- [Texte extrait]
+++

Yoseph Haddad a grandi dans la ville arabe israélienne de Nazareth et il n’avait pas pour habitude de s’arrêter pour observer la minute de silence quand la sirène retentit chaque année à Yom HaShoah.
« Ce n’était pas par dédain. C’était la coutume naturelle », explique-t-il.
Hadad n’a pris connaissance de l’existence de Yom HaShoah que lorsqu’il a intégré l’armée, et a rencontré pour la première fois un survivant à l’âge de 30 ans.
Aujourd’hui âgé de 35 ans, Haddad dirige depuis deux ans l’organisation « Together — Vouching for Each Other« , qui cherche à créer du lien entre les citoyens arabes et la société israélienne au sens large.
L’organisation s’est donnée comme mission, entre autres, de sensibiliser la population à Yom HaShoah, qui, selon Haddad, n’est pas souvent commémoré dans le secteur arabe.
« Les Arabes israéliens étudient la Shoah dans les écoles, mais plus dans le contexte de la Seconde Guerre mondiale », a-t-il expliqué.
« Contrairement aux écoles juives, les élèves arabes ne vont pas au [musée de la Shoah de] Yad Vashem ni [dans les camps de concentration] en Pologne. »
Haddad observe néanmoins une amélioration au fil des ans et affirme qu’une majorité du secteur « respecte » cette journée, « même si de nombreuses personnes ne disposent pas de suffisamment d’informations » sur le sujet.
Mais selon Haddad, le vécu des citoyens arabes israéliens les place dans une position unique pour tirer les enseignements de Yom HaShoah.

+++

Données enregistrées:
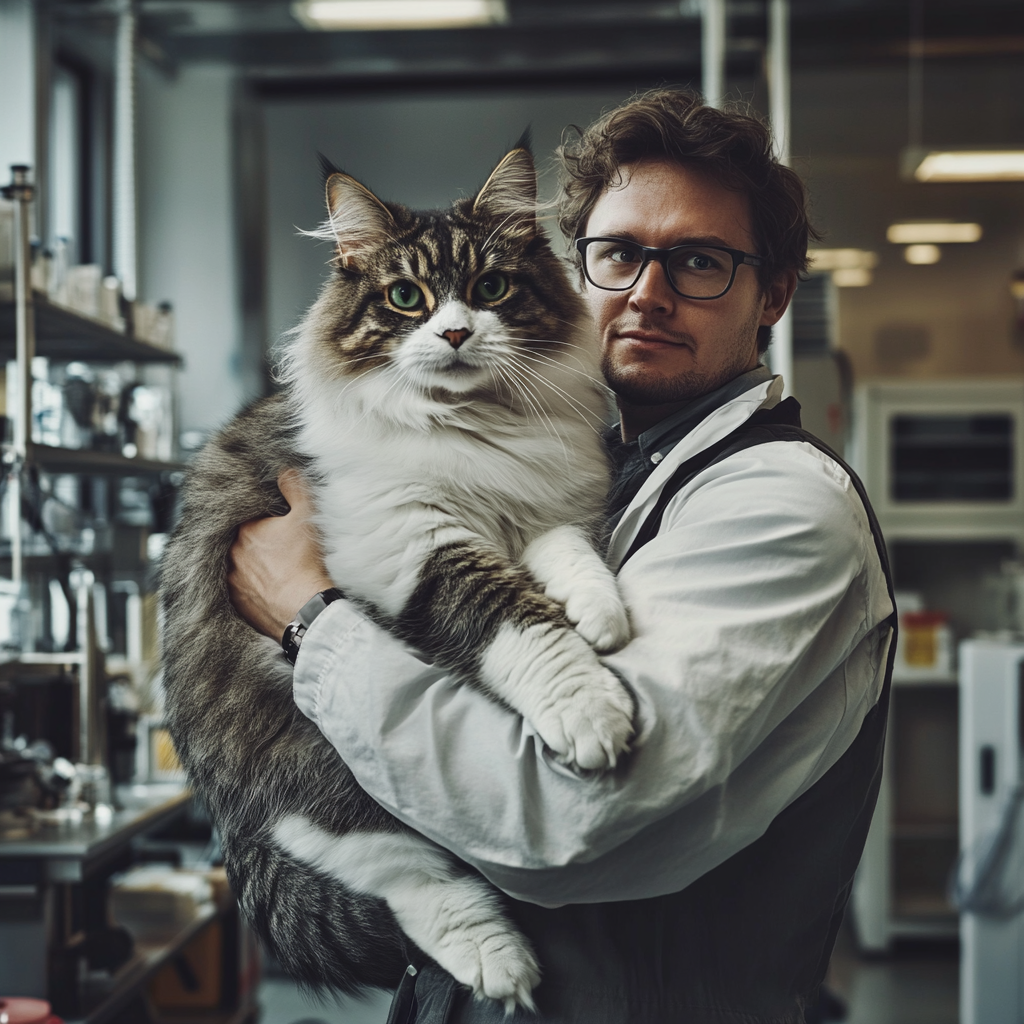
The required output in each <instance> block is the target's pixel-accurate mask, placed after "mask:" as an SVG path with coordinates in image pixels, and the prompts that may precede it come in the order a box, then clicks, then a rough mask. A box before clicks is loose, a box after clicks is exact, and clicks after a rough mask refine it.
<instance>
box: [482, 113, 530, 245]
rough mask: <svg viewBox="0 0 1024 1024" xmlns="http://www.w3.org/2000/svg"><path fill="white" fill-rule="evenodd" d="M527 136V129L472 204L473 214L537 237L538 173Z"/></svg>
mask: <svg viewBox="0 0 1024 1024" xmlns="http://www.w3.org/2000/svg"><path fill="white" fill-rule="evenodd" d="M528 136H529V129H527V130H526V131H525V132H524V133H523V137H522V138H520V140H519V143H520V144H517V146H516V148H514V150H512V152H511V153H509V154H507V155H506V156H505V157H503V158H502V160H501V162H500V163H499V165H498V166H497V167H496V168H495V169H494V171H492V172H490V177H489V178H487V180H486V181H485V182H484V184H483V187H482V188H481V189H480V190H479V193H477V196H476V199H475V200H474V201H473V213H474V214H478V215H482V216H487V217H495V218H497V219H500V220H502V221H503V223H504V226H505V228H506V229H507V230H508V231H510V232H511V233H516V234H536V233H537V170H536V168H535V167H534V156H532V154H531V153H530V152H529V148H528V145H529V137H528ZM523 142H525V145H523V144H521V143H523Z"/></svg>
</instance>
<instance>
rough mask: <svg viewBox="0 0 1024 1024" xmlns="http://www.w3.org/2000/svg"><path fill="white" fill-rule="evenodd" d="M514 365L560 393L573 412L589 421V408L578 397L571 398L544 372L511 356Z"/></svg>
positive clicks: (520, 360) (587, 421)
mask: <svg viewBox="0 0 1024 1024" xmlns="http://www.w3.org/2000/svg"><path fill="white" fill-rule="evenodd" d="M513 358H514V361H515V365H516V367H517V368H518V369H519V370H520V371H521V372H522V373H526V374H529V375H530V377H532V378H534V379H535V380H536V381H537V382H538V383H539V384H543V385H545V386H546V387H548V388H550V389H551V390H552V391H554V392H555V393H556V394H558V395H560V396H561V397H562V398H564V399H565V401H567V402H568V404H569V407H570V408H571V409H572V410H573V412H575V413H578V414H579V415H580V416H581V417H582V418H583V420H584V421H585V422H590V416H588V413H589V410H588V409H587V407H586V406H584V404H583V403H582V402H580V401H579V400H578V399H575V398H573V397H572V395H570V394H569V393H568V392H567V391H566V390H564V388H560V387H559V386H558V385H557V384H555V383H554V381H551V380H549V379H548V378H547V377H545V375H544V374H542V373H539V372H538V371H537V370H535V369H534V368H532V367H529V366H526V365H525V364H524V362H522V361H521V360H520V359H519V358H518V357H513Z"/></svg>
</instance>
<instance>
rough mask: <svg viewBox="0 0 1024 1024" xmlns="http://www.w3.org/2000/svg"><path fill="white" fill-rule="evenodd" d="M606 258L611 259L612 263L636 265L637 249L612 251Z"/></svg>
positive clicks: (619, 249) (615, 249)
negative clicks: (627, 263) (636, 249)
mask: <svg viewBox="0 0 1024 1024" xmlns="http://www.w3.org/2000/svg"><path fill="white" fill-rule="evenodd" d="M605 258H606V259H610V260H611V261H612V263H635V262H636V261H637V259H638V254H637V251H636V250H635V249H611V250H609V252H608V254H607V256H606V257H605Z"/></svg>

+++

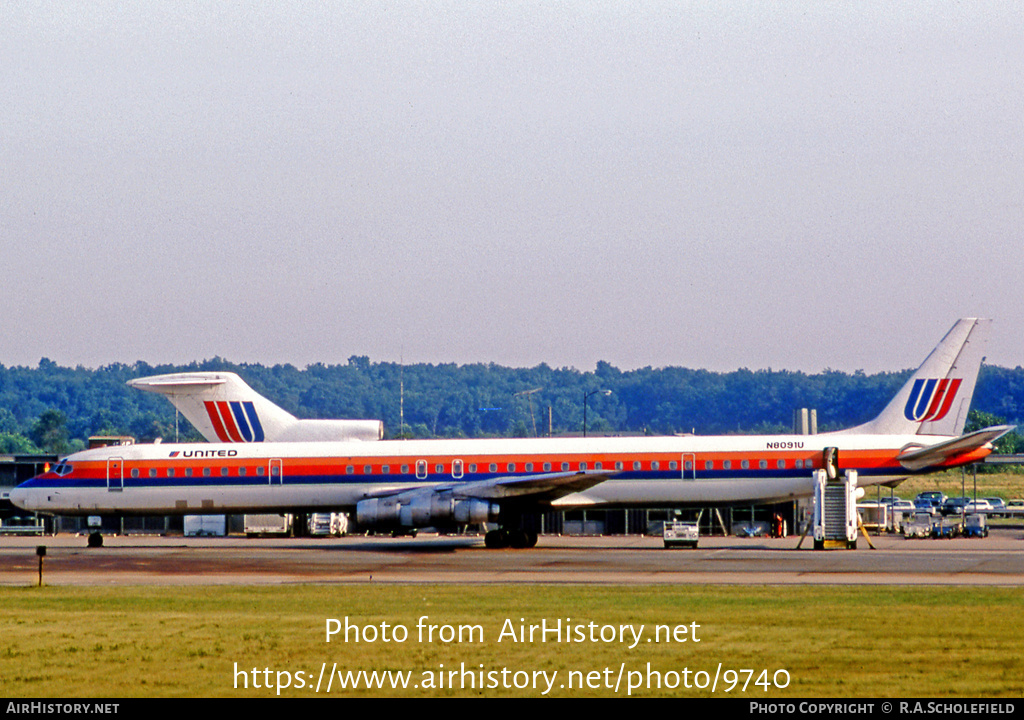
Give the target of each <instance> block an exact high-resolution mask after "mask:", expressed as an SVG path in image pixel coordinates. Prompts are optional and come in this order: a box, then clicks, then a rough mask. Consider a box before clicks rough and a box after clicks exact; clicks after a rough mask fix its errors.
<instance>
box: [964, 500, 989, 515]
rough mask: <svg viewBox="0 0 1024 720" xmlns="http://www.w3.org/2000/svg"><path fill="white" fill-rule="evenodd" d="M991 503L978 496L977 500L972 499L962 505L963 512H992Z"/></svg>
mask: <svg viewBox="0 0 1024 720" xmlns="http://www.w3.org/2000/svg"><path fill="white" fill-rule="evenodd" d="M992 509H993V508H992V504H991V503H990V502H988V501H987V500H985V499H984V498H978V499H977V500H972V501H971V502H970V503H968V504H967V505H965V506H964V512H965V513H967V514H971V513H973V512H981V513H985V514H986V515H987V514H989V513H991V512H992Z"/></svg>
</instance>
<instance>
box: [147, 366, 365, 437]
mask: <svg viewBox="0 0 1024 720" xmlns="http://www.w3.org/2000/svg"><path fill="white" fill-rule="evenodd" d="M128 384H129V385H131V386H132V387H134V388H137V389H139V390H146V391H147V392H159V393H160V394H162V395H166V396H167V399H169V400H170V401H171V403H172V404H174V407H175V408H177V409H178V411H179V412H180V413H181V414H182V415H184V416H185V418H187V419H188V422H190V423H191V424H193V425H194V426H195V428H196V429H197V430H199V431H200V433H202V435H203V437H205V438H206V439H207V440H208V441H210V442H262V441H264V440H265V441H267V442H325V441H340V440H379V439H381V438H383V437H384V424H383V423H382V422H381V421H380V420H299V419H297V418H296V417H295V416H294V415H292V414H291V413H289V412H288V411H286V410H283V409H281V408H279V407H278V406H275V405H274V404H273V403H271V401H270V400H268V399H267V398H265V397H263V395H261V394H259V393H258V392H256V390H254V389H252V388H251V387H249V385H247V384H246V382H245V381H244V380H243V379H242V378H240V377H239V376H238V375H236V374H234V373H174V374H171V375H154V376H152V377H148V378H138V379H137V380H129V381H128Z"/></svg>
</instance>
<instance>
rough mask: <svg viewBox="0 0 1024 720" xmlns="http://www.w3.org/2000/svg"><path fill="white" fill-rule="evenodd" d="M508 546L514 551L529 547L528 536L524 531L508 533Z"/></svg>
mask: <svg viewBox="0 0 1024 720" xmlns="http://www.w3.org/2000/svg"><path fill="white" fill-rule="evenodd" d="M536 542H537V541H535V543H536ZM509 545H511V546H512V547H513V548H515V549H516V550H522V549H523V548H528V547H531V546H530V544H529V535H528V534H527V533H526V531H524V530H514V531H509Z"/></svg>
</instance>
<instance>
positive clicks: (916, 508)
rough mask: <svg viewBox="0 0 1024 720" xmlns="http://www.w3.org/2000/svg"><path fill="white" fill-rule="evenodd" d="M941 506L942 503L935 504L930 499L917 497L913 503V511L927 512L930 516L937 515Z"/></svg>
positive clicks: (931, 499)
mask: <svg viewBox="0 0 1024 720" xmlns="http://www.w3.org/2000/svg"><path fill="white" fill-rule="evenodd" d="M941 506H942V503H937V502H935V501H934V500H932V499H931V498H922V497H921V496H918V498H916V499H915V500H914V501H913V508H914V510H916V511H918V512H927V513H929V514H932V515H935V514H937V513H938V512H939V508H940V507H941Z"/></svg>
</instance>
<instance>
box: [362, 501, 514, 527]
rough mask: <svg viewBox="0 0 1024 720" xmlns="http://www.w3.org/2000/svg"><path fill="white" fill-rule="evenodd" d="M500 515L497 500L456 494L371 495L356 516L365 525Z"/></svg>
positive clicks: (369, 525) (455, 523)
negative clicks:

+++

- [Travail à faire]
1: Renvoyez tel quel le passage du texte sur Yom HaShoah qui commence à « Yoseph Haddad a » et se termine à « l’âge de 30 ans. ».
2: Relevez, sans les modifier, toutes les lignes des entrées qui contiennent la chaîne « then ».

- [Réponses]
1:
Yoseph Haddad a grandi dans la ville arabe israélienne de Nazareth et il n’avait pas pour habitude de s’arrêter pour observer la minute de silence quand la sirène retentit chaque année à Yom HaShoah.
« Ce n’était pas par dédain. C’était la coutume naturelle », explique-t-il.
Hadad n’a pris connaissance de l’existence de Yom HaShoah que lorsqu’il a intégré l’armée, et a rencontré pour la première fois un survivant à l’âge de 30 ans.

2:
The required output in each <instance> block is the target's pixel-accurate mask, placed after "mask:" as an SVG path with coordinates in image pixels, and the prompts that may precede it come in the order a box, then clicks, then a rough mask. A box before clicks is loose, a box after clicks is exact, and clicks after a rough mask refine it.
Give the target of each <instance> block an exact high-resolution mask after "mask:", expressed as an SVG path in image pixel coordinates. Prompts are optional and come in this order: a box, then clicks, then a rough mask. Consider a box before clicks rough and a box after clicks exact; clicks after a rough mask fix its errors.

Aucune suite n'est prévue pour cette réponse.